- _The problem_
Scan the entries and copy each line where the word "instance" is present.

- _Data supplied_

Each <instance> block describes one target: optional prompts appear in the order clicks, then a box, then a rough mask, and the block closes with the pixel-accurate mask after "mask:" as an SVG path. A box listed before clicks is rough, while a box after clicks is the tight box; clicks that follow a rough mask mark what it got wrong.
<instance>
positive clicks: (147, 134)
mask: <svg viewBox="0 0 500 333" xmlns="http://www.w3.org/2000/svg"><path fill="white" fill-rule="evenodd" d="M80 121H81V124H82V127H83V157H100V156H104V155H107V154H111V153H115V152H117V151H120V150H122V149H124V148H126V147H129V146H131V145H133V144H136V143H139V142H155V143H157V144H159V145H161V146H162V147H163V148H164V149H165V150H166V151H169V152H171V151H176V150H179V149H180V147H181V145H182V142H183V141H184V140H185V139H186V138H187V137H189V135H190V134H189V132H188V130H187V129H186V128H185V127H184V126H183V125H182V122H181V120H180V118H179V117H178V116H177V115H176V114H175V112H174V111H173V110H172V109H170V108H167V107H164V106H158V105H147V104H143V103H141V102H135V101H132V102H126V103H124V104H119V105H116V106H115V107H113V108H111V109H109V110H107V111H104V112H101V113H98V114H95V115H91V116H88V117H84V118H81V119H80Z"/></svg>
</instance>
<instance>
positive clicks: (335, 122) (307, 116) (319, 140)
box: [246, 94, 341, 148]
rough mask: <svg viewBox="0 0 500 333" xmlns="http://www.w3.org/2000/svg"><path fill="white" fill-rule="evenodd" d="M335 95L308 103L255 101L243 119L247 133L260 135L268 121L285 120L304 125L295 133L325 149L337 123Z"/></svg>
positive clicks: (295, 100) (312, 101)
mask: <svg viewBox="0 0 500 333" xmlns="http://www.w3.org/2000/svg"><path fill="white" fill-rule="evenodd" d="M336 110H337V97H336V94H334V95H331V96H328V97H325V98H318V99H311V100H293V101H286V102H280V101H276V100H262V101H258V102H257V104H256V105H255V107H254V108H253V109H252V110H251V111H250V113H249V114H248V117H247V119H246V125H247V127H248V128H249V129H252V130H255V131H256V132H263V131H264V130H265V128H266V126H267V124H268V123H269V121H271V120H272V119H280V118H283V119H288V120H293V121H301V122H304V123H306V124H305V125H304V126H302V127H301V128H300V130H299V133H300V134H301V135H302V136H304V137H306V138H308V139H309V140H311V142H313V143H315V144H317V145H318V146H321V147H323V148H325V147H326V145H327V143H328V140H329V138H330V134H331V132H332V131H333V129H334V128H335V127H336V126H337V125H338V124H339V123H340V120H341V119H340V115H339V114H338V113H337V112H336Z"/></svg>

- _Result_
Each <instance> block describes one target: optional prompts appear in the order clicks, then a box, then a rough mask, and the block closes with the pixel-accurate mask after "mask:" as an SVG path. A box listed before clicks is rough, while a box after clicks is the tight box; clicks that follow a rough mask mark what it got wrong.
<instance>
</instance>
<instance>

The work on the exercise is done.